• Exercise instructions:
Copy out all of the entries below without any change.

____________________

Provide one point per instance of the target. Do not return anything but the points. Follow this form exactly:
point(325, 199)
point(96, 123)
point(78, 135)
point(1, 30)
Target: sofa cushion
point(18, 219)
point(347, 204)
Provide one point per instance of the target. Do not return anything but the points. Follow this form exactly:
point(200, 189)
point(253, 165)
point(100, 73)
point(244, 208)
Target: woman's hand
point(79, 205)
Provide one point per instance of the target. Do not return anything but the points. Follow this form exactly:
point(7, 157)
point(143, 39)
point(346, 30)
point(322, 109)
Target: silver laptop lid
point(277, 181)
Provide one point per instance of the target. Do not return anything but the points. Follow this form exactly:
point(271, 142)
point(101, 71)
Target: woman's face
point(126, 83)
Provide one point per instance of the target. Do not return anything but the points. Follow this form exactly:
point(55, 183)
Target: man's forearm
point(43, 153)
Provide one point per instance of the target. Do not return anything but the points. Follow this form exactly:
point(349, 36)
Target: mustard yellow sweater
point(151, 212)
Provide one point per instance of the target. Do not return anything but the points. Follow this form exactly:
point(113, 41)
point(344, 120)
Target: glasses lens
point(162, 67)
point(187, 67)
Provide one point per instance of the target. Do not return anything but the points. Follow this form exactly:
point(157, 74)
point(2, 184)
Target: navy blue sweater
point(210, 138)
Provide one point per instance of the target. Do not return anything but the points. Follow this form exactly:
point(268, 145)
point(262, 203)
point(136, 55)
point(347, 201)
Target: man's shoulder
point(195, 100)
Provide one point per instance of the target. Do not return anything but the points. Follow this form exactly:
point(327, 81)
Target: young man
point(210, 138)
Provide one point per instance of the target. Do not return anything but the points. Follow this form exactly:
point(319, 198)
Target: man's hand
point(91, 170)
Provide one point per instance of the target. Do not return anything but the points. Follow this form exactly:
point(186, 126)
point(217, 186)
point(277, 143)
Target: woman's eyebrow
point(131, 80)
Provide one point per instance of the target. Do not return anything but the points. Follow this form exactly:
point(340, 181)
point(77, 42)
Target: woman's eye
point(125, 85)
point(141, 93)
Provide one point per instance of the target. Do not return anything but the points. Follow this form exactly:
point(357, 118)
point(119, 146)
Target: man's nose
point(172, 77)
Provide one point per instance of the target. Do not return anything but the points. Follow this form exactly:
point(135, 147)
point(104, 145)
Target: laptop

____________________

• Exercise result:
Provide one point per instance of the target. Do not return anything but the points. Follow this form exactly:
point(325, 199)
point(96, 123)
point(78, 135)
point(1, 30)
Target: sofa cushion
point(18, 219)
point(347, 204)
Provide one point per instance of the target. Do not return anything but the points. Follow this form exactly:
point(200, 189)
point(253, 165)
point(100, 73)
point(244, 208)
Target: woman's hand
point(79, 205)
Provide one point per instance of the target. Do not return anything but the points. Follow this form exactly:
point(7, 157)
point(143, 39)
point(346, 30)
point(322, 109)
Target: silver laptop lid
point(277, 181)
Provide one point per instance of the target. Do not return anything but the points. Follow this form exactly:
point(271, 142)
point(101, 71)
Target: woman's face
point(126, 83)
Provide one point per instance of the target. Do not return anything but the points. Follow this form exactly:
point(55, 183)
Target: man's forearm
point(43, 153)
Provide one point per instance of the target. Do not return anything but the points. Follow this form exactly:
point(349, 36)
Target: mustard yellow sweater
point(151, 212)
Provide one point per instance of the target. Do not return anything but the points. Follow this form exactly:
point(113, 41)
point(344, 120)
Target: glasses lens
point(162, 67)
point(187, 67)
Provide one point per instance of the target. Do not return anything but the points. Follow this form exactly:
point(157, 74)
point(2, 184)
Target: navy blue sweater
point(210, 138)
Provide one point per instance of the target. Do not return anything but the points. Follow this form exactly:
point(268, 145)
point(262, 203)
point(136, 55)
point(347, 201)
Target: man's shoulder
point(195, 100)
Provide one point per instance of the target. Do not return anything but the points. Follow this form exactly:
point(327, 81)
Target: young man
point(210, 138)
Provide one point per instance of the target. Do not return anything but the points. Follow this form exactly:
point(319, 198)
Target: man's hand
point(91, 170)
Provide one point per instance of the target. Do not return anything but the points. Follow this form exactly:
point(186, 126)
point(217, 186)
point(277, 143)
Target: woman's eyebrow
point(131, 80)
Provide one point per instance of the target. Do not return anything but the points. Follow this form exactly:
point(340, 181)
point(77, 42)
Target: woman's eye
point(125, 85)
point(141, 93)
Provide one point per instance of the target. Do not return anything but the points. Follow this form exactly:
point(357, 118)
point(119, 146)
Target: man's nose
point(172, 77)
Provide one point per instance of the target. Do not return anything but the points. Follow this form exactly:
point(135, 147)
point(104, 145)
Target: laptop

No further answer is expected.